Document section:
Your problem may be related to adhoc which I have not done before.  Good luck.

----------

## eltech

take a look at my problem.. see if it helps.. if i would have just stopped eth0, i would have been up an running way earlier..

https://forums.gentoo.org/viewtopic-t-387308-highlight-.html

----------

## -fenice-

I tried to remove wep encryption and to disable other interfaces (althrough I plan to set a bridge between my interfaces later) : what was your eth0 anyway? I do have 3 interfaces : 0-firewire, 1-Lan, 2-wifi... I tried to use access-point mode instead of adhoc, but it's no use...

But I noticed that even if I loaded the support for my laptop acpi's (it's an Asus), the wifi switch is always off... I don't know if it was supposed to work from the start, but it seems there is an entry for this one in my /proc/acpi/asus...

----------

## -fenice-

I tried to remove the asus_acpi module from my /etc/modules.autoload/kernel-2.6... but no changes... I begin to wonder if it is possible to make this card work at all...

Extracted records:
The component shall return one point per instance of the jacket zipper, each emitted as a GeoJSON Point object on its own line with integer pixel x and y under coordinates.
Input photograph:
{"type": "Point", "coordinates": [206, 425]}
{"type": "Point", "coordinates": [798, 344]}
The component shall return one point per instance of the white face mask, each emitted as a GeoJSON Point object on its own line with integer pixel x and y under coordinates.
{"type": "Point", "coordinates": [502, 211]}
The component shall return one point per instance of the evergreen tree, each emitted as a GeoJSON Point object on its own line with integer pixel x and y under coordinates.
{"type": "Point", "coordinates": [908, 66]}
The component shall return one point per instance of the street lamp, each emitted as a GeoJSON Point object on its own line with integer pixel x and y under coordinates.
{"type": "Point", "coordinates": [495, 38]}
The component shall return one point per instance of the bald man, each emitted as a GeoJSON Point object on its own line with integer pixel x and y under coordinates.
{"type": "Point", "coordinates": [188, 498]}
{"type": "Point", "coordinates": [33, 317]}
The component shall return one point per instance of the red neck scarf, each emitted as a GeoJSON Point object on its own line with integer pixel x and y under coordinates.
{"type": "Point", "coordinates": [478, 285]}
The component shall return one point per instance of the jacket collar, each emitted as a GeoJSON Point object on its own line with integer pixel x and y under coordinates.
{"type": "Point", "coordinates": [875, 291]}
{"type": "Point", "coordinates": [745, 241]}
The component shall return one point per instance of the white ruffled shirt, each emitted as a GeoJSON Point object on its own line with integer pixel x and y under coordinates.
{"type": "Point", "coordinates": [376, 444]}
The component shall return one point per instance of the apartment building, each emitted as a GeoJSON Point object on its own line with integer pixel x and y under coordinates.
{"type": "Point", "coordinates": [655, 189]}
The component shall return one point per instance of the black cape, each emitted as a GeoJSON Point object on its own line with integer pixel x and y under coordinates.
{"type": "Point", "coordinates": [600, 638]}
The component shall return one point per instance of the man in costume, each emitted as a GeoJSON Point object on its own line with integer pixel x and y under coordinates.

Written tasks:
1. In the wireless-card forum thread, which three interfaces does -fenice- say the machine has?
2. Extend the wireless-card forum thread past its last post.
The lines placed after the forum thread are separate material.

Responses per task:
1. 0-firewire, 1-Lan and 2-wifi.

2.
----------

## -fenice-

No advice at all?

----------

## M@rijn

The problem is udevmonitor i think, in portage this isn't compiled, so you have to compile udev by hand with udevmonitor. I have the same problem but don't know how to fix it  :Smile: 

----------

## M@rijn

Emerge udev-071 fixes the problem

----------

## -fenice-

It didn't resolve the problem, but I tried to use wireless-tools instead of wpa_supplicant and it seems to work... I haven't yet tested with another computer, but the eth interface launches at least... I hope that future versions will work better for me...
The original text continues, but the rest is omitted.